**SET TASKS**
**A.** From the cohort analysis tutorial below, write out the stretch from "A cohort analysis" through "be found here." word for word.
**B.** In the cohort analysis tutorial below, which chart type does Google Data Studio lack by default?

**PROVIDED TEXT**
Cohort analysis using Data Studio and BigQuery

A cohort analysis table is used to visually display how many of the new users are still active after a period of time, like 1 day, 7 days or 1 month. Google Data Studio does not have a cohort chart by default. By using a Pivot Table with a heat map and BigQuery as data source, it is possible to obtain the same result: namely, to visually display the new users retention.

TL;DR

The live version of the sample report can be accessed from here: User retention visualization

The BigQuery source

BigQuery is a fully managed enterprise data warehouse, a scalable and distributed analysis engine capable to query terabytes in seconds and petabytes in minutes. All the BigQuery features can be found here.

For this tutorial a date range of 1 week will be used.

Annotation dataset entries:
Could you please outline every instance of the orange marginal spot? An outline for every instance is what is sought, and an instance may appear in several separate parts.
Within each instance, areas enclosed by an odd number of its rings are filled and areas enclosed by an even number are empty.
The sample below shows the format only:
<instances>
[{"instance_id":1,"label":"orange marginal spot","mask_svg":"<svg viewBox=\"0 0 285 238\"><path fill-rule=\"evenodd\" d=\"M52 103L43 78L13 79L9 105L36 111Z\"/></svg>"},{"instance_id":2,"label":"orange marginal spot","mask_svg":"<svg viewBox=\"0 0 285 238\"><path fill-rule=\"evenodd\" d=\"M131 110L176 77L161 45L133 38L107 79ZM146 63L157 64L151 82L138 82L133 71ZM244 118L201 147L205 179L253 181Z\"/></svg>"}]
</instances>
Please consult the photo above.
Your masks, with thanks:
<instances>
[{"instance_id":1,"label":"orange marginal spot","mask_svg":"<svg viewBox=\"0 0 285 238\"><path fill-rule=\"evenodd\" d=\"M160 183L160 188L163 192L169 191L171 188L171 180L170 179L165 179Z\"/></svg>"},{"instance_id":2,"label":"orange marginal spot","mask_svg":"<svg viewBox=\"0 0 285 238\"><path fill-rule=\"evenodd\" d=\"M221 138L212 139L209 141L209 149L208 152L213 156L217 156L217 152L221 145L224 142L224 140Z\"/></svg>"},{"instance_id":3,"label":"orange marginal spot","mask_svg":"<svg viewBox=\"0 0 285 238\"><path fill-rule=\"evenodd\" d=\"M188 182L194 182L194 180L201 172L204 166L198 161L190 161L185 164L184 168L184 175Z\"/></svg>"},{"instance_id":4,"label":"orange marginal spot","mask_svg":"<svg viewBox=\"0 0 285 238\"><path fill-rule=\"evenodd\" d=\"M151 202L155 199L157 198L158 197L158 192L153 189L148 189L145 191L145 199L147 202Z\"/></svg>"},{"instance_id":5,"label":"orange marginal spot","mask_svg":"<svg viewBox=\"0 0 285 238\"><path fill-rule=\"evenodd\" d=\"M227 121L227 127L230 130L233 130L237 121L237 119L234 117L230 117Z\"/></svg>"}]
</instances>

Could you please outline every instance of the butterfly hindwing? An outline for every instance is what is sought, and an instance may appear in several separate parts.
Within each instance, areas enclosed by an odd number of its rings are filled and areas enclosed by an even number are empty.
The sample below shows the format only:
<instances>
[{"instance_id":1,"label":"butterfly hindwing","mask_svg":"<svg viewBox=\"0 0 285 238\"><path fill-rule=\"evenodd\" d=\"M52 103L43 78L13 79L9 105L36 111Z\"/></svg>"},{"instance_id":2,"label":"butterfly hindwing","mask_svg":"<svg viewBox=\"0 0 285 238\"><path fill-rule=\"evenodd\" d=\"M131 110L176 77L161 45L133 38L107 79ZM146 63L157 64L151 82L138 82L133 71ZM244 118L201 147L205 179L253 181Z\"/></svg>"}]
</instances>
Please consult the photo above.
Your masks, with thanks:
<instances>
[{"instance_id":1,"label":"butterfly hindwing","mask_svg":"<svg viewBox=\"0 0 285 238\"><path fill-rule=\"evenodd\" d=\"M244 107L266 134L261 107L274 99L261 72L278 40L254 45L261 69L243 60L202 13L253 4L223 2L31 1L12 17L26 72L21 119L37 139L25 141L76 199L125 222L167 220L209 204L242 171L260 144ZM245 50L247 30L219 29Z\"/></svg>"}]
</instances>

**EXPECTED OUTPUTS**
**A.**
A cohort analysis table is used to visually display how many of the new users are still active after a period of time, like 1 day, 7 days or 1 month. Google Data Studio does not have a cohort chart by default. By using a Pivot Table with a heat map and BigQuery as data source, it is possible to obtain the same result: namely, to visually display the new users retention.

TL;DR

The live version of the sample report can be accessed from here: User retention visualization

The BigQuery source

BigQuery is a fully managed enterprise data warehouse, a scalable and distributed analysis engine capable to query terabytes in seconds and petabytes in minutes. All the BigQuery features can be found here.

**B.** A cohort chart.